┌────────

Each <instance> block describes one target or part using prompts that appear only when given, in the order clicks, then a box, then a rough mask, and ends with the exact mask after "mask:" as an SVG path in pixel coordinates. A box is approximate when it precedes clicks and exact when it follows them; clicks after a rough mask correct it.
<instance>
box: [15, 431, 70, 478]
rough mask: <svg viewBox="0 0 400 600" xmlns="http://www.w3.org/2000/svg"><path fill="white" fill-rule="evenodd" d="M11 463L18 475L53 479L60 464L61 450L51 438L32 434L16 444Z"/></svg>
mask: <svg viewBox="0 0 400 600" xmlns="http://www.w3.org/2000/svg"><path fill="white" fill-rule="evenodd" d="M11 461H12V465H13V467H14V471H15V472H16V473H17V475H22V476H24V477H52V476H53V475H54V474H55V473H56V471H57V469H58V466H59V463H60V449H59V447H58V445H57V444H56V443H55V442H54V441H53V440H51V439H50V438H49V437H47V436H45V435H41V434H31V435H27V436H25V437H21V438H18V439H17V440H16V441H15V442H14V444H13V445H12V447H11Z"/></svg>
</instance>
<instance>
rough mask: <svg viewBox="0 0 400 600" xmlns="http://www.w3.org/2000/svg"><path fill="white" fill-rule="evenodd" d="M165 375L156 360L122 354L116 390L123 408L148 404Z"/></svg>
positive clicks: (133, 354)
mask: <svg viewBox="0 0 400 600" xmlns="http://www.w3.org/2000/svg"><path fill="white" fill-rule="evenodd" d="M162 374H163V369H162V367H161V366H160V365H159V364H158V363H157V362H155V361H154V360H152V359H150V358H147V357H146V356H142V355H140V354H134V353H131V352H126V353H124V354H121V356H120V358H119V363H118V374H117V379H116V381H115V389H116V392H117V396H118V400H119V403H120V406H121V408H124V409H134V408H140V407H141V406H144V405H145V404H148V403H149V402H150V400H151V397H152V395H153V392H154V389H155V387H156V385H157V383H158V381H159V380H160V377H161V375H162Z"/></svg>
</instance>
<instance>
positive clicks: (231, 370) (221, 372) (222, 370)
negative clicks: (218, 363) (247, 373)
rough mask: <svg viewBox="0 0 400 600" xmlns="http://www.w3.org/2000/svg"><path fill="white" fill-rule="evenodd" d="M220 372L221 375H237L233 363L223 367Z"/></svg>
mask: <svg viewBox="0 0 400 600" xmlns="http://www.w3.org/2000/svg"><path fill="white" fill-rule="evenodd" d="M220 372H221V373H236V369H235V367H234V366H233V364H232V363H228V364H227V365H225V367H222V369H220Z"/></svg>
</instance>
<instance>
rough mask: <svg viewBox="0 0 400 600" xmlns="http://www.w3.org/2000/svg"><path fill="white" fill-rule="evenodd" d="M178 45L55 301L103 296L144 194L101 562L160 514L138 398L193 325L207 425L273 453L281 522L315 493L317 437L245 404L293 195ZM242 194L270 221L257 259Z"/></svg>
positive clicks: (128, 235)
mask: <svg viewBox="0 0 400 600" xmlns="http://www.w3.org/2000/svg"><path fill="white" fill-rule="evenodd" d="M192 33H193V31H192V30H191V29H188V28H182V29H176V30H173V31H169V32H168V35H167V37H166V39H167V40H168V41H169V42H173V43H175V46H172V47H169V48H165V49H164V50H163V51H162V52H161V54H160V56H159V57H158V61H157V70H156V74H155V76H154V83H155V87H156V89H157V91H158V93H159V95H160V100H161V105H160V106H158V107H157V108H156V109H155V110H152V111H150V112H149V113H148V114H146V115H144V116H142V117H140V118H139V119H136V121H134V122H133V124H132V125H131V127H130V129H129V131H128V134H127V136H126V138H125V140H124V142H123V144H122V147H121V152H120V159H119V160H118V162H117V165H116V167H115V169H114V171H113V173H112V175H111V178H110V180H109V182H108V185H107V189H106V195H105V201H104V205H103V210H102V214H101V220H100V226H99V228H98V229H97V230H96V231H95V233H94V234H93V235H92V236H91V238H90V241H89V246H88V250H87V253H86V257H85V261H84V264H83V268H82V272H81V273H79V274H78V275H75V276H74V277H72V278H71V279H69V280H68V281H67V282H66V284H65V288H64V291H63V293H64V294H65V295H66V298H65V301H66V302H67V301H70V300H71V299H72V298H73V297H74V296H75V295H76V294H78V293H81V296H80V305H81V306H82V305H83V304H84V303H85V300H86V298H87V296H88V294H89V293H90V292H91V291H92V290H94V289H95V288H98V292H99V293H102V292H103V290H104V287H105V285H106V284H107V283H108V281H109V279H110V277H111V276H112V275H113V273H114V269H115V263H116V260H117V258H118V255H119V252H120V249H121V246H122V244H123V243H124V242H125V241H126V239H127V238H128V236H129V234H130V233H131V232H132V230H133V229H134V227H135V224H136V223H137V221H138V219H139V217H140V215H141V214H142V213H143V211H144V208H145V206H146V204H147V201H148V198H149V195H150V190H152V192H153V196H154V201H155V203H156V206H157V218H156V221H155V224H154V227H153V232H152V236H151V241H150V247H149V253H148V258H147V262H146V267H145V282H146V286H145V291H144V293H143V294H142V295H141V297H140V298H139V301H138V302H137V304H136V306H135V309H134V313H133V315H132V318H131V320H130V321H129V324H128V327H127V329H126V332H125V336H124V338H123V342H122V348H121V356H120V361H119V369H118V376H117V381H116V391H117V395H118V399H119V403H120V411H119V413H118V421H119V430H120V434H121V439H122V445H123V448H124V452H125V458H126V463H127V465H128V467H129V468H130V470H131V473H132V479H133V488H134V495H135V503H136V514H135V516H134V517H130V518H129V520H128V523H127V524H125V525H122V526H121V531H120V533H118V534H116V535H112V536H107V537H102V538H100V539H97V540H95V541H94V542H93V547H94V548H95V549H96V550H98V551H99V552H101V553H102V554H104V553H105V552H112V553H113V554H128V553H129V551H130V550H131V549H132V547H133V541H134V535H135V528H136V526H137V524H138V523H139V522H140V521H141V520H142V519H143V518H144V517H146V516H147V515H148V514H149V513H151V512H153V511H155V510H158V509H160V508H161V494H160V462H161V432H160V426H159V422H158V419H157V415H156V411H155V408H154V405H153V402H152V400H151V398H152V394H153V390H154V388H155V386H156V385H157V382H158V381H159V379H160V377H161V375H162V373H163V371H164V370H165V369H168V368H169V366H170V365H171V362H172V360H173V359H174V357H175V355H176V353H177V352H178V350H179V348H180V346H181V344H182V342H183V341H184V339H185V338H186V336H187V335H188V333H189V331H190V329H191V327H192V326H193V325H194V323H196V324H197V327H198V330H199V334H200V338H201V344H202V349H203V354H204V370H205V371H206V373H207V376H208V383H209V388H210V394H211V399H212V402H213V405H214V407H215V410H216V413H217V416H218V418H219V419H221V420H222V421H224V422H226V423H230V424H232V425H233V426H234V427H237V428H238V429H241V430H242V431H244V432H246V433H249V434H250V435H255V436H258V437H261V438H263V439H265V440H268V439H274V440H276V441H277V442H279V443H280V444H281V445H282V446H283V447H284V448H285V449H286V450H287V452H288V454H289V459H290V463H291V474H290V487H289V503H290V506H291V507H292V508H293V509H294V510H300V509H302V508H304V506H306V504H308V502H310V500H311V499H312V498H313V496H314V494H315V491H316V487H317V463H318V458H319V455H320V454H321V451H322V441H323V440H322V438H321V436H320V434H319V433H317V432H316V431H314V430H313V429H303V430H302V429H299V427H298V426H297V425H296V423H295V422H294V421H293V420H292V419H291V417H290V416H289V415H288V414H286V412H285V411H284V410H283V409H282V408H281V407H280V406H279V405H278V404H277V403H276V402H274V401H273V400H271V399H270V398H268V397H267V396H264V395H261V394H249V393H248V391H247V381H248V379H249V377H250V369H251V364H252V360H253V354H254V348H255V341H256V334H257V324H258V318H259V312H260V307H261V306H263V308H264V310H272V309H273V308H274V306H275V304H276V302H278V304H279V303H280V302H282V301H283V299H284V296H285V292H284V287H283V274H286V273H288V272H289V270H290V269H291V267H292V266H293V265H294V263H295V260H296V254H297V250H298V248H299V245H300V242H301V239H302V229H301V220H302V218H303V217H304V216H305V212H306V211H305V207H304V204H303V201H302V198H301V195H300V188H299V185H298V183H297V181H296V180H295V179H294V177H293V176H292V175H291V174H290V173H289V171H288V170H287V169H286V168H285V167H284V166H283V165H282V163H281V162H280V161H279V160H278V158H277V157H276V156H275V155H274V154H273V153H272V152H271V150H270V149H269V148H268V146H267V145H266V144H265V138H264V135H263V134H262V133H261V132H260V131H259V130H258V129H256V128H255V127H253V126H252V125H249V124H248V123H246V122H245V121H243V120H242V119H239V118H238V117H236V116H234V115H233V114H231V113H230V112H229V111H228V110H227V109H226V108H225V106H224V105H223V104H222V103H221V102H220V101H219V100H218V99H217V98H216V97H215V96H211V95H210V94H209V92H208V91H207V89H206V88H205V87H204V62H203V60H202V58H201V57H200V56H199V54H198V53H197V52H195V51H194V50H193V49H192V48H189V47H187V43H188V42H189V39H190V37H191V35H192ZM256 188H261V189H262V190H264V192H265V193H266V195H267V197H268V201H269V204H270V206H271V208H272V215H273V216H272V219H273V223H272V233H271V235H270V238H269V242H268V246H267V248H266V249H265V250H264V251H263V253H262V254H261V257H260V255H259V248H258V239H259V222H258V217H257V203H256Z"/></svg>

└────────

## Exercise
Give back exactly the lines of the listing above that run from the line with "box: [15, 431, 70, 478]" to the line with "negative clicks: (218, 363) (247, 373)", inclusive.

## Answer
box: [15, 431, 70, 478]
rough mask: <svg viewBox="0 0 400 600" xmlns="http://www.w3.org/2000/svg"><path fill="white" fill-rule="evenodd" d="M11 463L18 475L53 479L60 464L61 450L51 438L32 434L16 444Z"/></svg>
mask: <svg viewBox="0 0 400 600" xmlns="http://www.w3.org/2000/svg"><path fill="white" fill-rule="evenodd" d="M11 461H12V465H13V467H14V471H15V472H16V473H17V475H22V476H24V477H52V476H53V475H54V474H55V473H56V471H57V469H58V466H59V463H60V449H59V447H58V445H57V444H56V443H55V442H54V441H53V440H51V439H50V438H49V437H47V436H45V435H41V434H31V435H27V436H25V437H21V438H18V439H17V440H16V441H15V442H14V444H13V445H12V447H11Z"/></svg>
</instance>
<instance>
rough mask: <svg viewBox="0 0 400 600" xmlns="http://www.w3.org/2000/svg"><path fill="white" fill-rule="evenodd" d="M165 375L156 360L122 354L116 390L123 408L148 404Z"/></svg>
positive clicks: (133, 354)
mask: <svg viewBox="0 0 400 600" xmlns="http://www.w3.org/2000/svg"><path fill="white" fill-rule="evenodd" d="M162 374H163V369H162V367H161V366H160V365H159V364H158V363H157V362H155V361H154V360H152V359H150V358H147V357H146V356H142V355H140V354H134V353H131V352H126V353H124V354H121V356H120V358H119V363H118V374H117V379H116V381H115V389H116V392H117V396H118V400H119V403H120V406H121V408H124V409H134V408H140V407H141V406H144V405H145V404H148V403H149V402H150V400H151V397H152V395H153V392H154V389H155V387H156V385H157V383H158V381H159V380H160V377H161V375H162Z"/></svg>
</instance>
<instance>
positive clicks: (231, 370) (221, 372) (222, 370)
negative clicks: (218, 363) (247, 373)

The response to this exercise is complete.